- Exercise input
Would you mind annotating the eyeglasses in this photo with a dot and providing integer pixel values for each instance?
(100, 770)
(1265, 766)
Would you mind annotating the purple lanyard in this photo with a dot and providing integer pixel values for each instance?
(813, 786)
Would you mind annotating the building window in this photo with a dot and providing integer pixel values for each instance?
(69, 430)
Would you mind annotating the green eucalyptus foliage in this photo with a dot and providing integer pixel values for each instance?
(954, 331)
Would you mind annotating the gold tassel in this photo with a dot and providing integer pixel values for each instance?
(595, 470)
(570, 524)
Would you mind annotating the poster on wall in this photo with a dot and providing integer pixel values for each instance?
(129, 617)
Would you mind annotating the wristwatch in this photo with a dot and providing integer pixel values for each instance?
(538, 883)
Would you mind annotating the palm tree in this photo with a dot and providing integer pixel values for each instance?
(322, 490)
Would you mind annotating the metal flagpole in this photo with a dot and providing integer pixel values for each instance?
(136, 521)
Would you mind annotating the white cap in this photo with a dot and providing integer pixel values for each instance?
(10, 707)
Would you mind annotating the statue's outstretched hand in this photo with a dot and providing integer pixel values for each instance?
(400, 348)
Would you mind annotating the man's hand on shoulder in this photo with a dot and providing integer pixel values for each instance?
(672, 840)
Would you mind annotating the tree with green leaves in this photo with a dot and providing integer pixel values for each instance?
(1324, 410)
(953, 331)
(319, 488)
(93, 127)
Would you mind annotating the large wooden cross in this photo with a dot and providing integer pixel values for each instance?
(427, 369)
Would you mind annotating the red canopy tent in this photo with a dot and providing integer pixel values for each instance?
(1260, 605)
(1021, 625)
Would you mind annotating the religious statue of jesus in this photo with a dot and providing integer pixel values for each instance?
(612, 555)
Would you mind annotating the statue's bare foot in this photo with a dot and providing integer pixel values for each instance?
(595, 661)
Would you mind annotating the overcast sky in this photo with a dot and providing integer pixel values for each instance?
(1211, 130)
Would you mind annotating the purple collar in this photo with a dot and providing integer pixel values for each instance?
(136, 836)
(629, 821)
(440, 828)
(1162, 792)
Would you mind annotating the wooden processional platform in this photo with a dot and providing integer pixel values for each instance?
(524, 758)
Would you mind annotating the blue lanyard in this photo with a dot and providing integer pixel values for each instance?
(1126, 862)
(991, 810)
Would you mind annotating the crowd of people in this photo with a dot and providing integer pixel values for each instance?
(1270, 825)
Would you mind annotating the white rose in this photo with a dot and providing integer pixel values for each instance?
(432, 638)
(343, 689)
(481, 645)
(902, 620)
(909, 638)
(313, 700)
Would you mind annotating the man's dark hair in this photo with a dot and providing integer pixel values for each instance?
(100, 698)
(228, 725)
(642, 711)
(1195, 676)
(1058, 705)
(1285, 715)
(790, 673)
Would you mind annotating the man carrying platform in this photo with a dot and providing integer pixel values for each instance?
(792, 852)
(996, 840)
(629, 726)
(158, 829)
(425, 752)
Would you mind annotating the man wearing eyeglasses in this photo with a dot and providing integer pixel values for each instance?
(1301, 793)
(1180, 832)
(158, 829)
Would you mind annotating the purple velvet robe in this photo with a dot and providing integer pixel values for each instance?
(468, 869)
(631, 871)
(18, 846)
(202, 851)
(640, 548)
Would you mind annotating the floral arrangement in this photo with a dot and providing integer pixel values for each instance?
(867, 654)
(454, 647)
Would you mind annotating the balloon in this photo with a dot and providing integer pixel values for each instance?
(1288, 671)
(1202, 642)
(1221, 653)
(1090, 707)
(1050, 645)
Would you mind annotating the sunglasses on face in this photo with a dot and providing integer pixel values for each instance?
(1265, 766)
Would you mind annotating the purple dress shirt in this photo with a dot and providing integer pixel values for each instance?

- Exercise instructions
Start at the first line and transcribe the data exactly through the last.

- Solution for this task
Would you mind annotating the eyeglasses in this photo with a dot and providing integer pixel values for each instance?
(100, 770)
(1265, 766)
Would you mind annotating the purple lanyard in this photo with a dot and providing integer pixel values for each instance?
(813, 786)
Would you mind annotating the building window in this photo with a dot and providing integer pixel values for each instance?
(69, 430)
Would you mind annotating the green eucalyptus foliage in this photo with a dot and providing integer pixel values for each instance?
(954, 331)
Would you mind annotating the gold tassel in this photo with a dot and providing integer pixel values for each instance?
(595, 470)
(570, 524)
Would you mind annotating the poster on wall in this photo with a dot and providing integer pixel values for each instance?
(129, 617)
Would you mind annotating the wristwatch in this photo with a dot and providing integer pixel values for each instance?
(538, 883)
Would you mind annotating the palm tree in this photo with a dot and providing integer pixel values for each instance?
(322, 490)
Would you mind annotating the metal flagpole in this photo with a dot and providing integer pixel values for each instance?
(136, 521)
Would you mind annotating the white cap in this photo with a dot and providing integer pixel values for each instance?
(10, 707)
Would you mind annotating the statue's outstretched hand in this photo with a dot and providing integer pixel values for each instance?
(400, 348)
Would you mind annotating the man's hand on shoulder in this photo with a dot and providing integer pixel values for each instance?
(672, 840)
Would you mind annotating the tree with green leaves in this photo with a dot and providing integer pixel values for each instance?
(1324, 410)
(953, 331)
(319, 488)
(93, 127)
Would you mind annotating the large wooden cross in this photo with a dot and providing integer pixel values for each instance?
(427, 369)
Would you mind annotating the red canopy tent in this photo with a dot and providing integer pixel values for each instance?
(1260, 605)
(1021, 625)
Would you mind annotating the religious statue of jesus in this photo with a dot and providing integer pixel values for each instance?
(612, 555)
Would you mind annotating the statue's bare foot in this photo with a dot and providing integer pixel values for each instance?
(595, 661)
Would you mind annotating the overcast sky in this photo with a dot and providing integer pixel values for each instance?
(1211, 130)
Would you mind annotating the purple collar in this photo with a dot and providing integer pixel values for each instance?
(136, 836)
(629, 821)
(440, 828)
(1162, 792)
Would you mind annotating the wooden processional platform in this photo with a dot and providing integer pixel values for each instance?
(524, 758)
Would you mind annotating the blue lanyard in this photo with a dot and providing integer pixel values for each instance?
(1126, 862)
(991, 810)
Would you mind annotating the crowd of people in this photo with a dot and providing integer pixel values for each instance?
(1270, 825)
Would you mind annotating the white rose in this photo with a dot and providing integer pixel values for each instance?
(432, 638)
(343, 689)
(481, 645)
(902, 620)
(909, 638)
(313, 700)
Would you mind annotating the man's dark hair in this photo with a dot and providing integer pixel values for each instance?
(100, 698)
(228, 725)
(642, 711)
(1195, 676)
(1058, 705)
(1285, 715)
(790, 673)
Would you mind annotating the man carrying platform in this photo with a dot and providing integer pixel values for each instance?
(792, 852)
(996, 840)
(629, 726)
(158, 829)
(425, 752)
Would you mind annotating the man wearing eyeglasses in this photo with a dot and providing integer pixel values for each instance?
(1301, 793)
(1180, 832)
(158, 829)
Would you mind annotating the purple velvet robe in this photo with a dot and providing integer pixel values for each instance?
(468, 869)
(631, 871)
(18, 846)
(202, 851)
(640, 548)
Would you mind annotating the floral arrangement in this photo with a dot and providing integer pixel values for each instance?
(867, 654)
(454, 647)
Would you mind annotating the balloon in this photo with a dot and providing integer pixel values for each instance?
(1288, 671)
(1202, 642)
(1221, 653)
(1090, 707)
(1050, 645)
Would you mind annotating the sunglasses on face in this photo with a dot and providing integer pixel values for each instance?
(1265, 766)
Would you mind annotating the purple dress shirt in this photo with a dot and providing integer pixel values for each instance?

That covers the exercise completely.